-- TASK DIRECTIONS --
Reproduce every line of the records below verbatim, leaving out the pictures.

-- RECORDED INFORMATION --
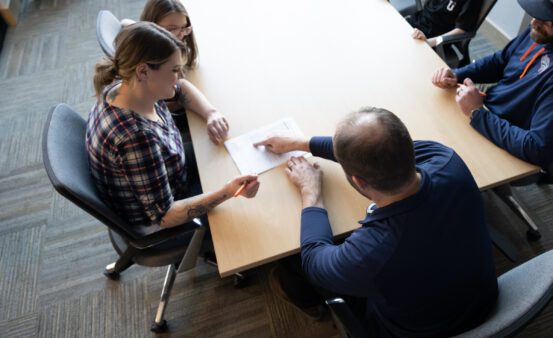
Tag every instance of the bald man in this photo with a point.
(422, 260)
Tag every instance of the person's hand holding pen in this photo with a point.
(469, 98)
(245, 185)
(444, 78)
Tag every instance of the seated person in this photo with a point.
(517, 113)
(422, 260)
(136, 155)
(171, 15)
(444, 17)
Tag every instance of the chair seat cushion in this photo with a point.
(523, 292)
(163, 254)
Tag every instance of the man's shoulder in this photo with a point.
(431, 151)
(438, 160)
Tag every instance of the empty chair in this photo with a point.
(454, 49)
(66, 162)
(107, 28)
(523, 292)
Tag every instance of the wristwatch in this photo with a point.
(472, 112)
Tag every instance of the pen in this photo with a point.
(479, 92)
(239, 191)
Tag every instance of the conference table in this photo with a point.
(315, 61)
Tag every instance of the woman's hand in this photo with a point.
(249, 183)
(217, 127)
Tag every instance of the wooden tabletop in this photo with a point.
(315, 61)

-- ANSWER TO THE PROBLEM --
Tag every instance of the bald man in this photo with a point.
(422, 260)
Tag every instance of the person's hand holding pen in this photo with a point.
(469, 98)
(245, 185)
(444, 78)
Tag every instance of the seated person in this photo with a point.
(517, 113)
(422, 260)
(136, 155)
(171, 15)
(444, 17)
Tag every instance of the chair seat cushion in this photo with a point.
(523, 292)
(163, 254)
Tag every instance of the man's shoulder in this photo with a point.
(431, 151)
(438, 160)
Tag every instance of the empty chair in this photo with a point.
(454, 49)
(66, 162)
(107, 28)
(523, 292)
Tag every instance of the wristwatch in this photo with a point.
(472, 112)
Tag every instance of the pen in this photo with a point.
(479, 92)
(239, 191)
Tag every instance of the conference table in this photo with a point.
(315, 61)
Tag every instance of the woman's hand in this photo with a point.
(249, 183)
(217, 127)
Tag every instance of the wooden tabletop in this photo with a point.
(315, 61)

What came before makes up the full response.